Given data:
-=-=-=-=-

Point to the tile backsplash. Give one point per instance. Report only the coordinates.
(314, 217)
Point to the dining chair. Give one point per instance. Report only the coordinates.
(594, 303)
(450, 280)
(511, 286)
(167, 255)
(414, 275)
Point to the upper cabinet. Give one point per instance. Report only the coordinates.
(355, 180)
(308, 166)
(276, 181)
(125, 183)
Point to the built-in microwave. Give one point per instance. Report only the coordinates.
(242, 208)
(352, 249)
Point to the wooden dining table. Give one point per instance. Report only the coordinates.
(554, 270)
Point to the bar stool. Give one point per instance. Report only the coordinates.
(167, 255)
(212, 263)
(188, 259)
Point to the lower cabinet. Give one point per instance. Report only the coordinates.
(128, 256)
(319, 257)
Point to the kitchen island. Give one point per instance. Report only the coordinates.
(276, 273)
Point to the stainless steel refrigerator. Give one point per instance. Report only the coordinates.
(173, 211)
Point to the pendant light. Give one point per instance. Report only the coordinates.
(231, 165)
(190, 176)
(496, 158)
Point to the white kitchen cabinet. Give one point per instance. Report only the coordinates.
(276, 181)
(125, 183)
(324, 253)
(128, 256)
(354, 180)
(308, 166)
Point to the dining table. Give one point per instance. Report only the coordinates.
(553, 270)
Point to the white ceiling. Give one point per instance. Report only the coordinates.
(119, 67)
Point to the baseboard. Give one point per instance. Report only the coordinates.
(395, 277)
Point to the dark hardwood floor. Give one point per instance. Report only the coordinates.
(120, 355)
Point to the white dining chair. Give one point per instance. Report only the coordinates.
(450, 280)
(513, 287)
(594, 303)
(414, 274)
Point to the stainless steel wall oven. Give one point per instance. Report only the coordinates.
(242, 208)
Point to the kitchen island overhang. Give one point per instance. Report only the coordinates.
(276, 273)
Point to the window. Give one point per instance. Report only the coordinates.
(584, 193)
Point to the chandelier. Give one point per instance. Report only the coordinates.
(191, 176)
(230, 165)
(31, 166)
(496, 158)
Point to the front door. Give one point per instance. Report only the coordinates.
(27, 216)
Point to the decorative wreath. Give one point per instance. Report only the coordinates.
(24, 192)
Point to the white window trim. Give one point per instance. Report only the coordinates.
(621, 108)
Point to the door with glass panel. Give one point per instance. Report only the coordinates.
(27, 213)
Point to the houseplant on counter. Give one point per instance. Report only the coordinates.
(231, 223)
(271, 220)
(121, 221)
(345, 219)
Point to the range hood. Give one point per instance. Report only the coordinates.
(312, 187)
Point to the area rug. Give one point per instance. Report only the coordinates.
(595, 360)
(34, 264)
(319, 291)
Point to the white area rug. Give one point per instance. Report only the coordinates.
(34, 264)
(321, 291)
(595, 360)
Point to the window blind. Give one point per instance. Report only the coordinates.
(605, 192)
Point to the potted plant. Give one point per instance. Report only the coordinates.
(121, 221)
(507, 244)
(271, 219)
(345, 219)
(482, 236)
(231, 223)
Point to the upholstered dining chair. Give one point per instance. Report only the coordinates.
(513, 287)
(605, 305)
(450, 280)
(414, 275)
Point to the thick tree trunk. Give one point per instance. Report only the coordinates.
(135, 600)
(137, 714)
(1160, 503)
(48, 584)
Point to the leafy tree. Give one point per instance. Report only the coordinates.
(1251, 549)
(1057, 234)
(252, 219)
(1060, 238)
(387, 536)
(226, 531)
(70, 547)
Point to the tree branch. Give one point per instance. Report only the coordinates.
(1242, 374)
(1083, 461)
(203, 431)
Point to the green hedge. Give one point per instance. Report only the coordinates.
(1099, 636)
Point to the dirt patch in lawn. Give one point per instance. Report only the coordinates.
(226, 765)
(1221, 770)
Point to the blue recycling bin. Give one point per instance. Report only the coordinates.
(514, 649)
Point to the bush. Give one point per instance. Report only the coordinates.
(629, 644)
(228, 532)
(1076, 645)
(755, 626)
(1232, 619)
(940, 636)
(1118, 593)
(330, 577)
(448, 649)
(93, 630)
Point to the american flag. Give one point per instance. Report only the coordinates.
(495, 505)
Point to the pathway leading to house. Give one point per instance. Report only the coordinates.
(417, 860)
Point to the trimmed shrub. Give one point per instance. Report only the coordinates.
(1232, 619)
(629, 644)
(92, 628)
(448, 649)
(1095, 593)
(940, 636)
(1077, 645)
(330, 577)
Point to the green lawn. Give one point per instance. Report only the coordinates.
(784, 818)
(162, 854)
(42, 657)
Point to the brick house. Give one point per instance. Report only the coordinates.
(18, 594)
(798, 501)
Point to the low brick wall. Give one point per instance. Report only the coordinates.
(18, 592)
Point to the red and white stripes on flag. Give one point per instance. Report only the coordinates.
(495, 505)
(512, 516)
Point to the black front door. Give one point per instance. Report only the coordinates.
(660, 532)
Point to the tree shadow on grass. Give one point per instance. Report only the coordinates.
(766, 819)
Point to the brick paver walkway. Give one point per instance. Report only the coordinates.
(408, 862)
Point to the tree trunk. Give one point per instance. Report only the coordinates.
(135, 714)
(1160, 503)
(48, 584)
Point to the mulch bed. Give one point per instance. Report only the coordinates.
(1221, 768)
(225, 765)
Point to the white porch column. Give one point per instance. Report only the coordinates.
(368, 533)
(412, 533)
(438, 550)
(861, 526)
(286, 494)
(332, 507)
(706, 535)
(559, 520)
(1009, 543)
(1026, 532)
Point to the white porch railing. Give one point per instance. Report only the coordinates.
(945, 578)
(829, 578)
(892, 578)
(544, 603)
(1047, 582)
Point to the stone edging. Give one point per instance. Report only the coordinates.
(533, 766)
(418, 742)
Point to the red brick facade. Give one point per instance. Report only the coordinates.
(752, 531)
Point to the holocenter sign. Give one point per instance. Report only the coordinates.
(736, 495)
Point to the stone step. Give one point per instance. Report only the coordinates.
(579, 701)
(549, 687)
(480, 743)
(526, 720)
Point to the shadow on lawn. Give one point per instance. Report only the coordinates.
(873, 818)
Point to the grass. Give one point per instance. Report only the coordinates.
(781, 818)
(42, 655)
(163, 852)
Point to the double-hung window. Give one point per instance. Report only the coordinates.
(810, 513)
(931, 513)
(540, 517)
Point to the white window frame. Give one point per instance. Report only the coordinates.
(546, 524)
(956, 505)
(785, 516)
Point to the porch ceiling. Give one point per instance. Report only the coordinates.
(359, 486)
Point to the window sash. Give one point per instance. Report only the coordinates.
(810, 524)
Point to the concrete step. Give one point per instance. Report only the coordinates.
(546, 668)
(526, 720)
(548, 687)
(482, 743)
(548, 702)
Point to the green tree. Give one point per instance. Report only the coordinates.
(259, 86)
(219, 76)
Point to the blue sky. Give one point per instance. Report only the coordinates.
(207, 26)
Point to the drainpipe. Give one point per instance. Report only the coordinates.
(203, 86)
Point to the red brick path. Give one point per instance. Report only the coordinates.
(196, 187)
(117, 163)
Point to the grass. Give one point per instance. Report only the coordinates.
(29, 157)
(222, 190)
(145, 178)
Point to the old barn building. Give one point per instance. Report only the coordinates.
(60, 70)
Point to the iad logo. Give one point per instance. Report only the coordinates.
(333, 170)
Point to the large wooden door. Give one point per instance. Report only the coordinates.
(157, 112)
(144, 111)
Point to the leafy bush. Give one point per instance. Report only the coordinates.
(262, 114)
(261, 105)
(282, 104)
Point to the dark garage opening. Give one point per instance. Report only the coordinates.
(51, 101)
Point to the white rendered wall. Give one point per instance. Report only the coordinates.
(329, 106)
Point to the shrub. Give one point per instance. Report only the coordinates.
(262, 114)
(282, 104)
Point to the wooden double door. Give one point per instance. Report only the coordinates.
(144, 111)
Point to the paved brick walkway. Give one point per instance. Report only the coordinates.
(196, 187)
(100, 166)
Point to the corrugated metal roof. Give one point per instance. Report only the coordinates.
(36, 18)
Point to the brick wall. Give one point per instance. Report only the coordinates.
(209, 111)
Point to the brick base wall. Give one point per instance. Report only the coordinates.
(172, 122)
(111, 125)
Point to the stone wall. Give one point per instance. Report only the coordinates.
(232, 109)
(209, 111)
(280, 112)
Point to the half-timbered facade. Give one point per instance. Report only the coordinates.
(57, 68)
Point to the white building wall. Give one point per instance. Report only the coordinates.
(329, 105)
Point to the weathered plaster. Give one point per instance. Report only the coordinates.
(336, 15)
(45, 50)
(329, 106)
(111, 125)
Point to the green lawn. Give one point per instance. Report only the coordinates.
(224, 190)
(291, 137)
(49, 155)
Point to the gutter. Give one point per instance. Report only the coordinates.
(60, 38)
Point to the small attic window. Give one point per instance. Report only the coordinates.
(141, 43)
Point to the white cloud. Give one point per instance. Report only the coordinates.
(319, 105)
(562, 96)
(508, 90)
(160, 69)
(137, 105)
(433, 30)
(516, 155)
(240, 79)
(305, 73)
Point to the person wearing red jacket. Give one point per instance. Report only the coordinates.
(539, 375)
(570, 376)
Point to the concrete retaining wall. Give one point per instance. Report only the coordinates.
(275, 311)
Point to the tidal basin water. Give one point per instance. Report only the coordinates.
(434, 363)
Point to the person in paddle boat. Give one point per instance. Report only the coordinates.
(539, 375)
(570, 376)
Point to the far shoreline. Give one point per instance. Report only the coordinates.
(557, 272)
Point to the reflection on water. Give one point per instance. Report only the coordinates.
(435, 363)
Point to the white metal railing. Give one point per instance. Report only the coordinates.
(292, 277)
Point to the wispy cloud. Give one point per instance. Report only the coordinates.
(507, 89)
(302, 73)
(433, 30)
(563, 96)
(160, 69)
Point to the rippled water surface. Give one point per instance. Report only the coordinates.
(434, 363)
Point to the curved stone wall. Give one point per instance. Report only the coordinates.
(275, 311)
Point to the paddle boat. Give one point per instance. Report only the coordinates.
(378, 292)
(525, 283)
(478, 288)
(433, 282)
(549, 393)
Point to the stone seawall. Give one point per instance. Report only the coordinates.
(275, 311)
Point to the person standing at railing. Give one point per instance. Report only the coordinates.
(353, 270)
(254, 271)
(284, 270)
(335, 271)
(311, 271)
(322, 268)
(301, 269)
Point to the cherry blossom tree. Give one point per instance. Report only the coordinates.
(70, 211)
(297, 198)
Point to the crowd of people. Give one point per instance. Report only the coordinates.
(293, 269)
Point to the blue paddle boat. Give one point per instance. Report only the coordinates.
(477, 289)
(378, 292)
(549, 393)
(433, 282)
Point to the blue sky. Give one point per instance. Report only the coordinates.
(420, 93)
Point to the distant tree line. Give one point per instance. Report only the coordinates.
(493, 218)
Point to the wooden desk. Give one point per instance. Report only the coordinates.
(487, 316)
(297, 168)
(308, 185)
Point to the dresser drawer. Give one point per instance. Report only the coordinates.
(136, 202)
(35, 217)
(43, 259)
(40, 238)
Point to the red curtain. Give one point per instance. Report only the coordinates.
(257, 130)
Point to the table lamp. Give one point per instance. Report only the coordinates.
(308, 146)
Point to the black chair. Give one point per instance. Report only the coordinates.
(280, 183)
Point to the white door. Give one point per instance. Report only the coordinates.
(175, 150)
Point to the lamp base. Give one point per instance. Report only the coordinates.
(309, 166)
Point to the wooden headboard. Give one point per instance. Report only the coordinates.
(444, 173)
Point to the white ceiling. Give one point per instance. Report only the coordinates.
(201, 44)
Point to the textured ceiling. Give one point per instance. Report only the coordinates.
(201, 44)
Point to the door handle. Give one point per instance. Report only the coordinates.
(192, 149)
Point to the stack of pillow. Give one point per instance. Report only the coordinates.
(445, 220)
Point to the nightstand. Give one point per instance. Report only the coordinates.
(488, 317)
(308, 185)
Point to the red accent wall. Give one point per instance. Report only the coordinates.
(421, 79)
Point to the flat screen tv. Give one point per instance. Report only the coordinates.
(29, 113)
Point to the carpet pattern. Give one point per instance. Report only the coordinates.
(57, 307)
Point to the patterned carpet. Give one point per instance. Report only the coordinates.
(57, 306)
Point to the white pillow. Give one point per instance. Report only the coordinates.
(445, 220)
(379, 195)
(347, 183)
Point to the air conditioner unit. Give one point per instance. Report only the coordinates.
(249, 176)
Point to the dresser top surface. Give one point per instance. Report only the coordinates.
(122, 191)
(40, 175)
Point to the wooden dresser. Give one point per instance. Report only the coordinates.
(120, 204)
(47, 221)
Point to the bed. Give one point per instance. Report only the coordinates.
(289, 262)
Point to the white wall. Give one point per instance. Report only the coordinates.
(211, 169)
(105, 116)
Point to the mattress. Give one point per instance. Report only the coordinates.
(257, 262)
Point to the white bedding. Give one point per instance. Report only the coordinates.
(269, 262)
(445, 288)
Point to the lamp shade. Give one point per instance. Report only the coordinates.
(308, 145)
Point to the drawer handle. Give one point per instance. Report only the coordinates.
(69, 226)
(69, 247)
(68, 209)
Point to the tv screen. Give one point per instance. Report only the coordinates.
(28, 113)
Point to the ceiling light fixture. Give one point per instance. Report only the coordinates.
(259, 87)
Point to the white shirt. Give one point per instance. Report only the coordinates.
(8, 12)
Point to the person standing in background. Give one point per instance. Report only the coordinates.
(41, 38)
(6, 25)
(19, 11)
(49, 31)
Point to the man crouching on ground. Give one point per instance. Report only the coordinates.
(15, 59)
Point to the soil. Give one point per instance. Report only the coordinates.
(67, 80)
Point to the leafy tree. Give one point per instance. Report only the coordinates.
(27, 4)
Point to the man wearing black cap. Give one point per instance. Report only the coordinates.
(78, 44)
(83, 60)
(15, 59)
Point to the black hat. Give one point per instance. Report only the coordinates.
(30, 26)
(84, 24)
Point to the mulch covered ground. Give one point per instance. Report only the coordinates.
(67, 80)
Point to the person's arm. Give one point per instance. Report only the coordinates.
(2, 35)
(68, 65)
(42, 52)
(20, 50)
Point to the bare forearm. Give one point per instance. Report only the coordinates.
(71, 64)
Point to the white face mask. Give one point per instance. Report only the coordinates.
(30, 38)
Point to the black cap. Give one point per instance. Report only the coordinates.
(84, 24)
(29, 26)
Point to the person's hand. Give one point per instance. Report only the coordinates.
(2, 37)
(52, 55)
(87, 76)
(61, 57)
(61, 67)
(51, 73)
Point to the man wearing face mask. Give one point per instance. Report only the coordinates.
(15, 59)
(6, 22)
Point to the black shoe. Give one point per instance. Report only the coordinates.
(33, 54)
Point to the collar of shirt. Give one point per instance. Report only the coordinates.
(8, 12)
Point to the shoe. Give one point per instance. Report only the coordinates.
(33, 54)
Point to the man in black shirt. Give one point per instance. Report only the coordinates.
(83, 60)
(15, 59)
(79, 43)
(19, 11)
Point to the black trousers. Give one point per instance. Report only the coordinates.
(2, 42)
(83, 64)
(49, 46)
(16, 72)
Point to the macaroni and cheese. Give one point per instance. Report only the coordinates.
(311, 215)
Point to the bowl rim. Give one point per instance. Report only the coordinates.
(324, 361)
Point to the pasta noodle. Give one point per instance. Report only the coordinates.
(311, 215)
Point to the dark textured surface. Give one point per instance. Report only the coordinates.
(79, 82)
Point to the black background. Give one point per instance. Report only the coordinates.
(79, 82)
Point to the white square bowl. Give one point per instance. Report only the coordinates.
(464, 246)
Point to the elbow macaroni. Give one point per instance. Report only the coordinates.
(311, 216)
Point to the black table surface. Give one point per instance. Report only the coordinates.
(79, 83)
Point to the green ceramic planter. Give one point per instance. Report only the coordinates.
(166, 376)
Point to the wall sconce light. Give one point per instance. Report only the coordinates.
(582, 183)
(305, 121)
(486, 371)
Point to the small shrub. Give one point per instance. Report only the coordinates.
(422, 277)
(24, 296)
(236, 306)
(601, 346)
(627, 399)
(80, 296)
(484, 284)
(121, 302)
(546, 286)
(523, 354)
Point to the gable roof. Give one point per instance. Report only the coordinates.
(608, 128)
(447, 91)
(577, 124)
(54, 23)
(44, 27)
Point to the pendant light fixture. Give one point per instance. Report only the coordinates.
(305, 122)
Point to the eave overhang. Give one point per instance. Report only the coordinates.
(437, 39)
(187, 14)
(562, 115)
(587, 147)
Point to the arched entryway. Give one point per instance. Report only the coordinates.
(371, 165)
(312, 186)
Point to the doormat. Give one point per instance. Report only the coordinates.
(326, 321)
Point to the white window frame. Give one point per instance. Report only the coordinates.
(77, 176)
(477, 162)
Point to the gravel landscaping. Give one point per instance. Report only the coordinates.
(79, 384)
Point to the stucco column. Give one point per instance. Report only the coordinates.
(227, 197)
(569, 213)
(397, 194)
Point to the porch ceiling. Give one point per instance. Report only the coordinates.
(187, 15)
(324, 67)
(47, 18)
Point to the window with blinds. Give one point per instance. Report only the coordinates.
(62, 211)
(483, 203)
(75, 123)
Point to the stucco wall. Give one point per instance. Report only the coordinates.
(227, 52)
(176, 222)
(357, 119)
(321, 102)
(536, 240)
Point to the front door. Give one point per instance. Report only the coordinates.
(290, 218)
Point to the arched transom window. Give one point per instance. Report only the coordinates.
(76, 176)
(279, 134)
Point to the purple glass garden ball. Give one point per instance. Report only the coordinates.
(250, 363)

-=-=-=-=-

Exercise:
Reproduce verbatim everything in the data from the line containing "Point to the upholstered" down to the line containing "(1221, 770)", including both of those lines.

Complete response:
Point to the upholstered dining chair. Give one point per instance. Report only the coordinates.
(513, 287)
(605, 305)
(450, 280)
(414, 275)
Point to the thick tree trunk. Give one point per instance. Report only the coordinates.
(135, 600)
(137, 714)
(1160, 503)
(48, 584)
Point to the leafy tree. Give one point per instance. Report only the coordinates.
(1251, 549)
(1057, 234)
(252, 219)
(1060, 238)
(387, 536)
(226, 531)
(70, 547)
Point to the tree branch. Give one point per instance. Report only the coordinates.
(1242, 374)
(1083, 461)
(203, 431)
Point to the green hedge. Give one point per instance. Report only the coordinates.
(1099, 636)
Point to the dirt patch in lawn. Give one point per instance. Report only the coordinates.
(226, 765)
(1221, 770)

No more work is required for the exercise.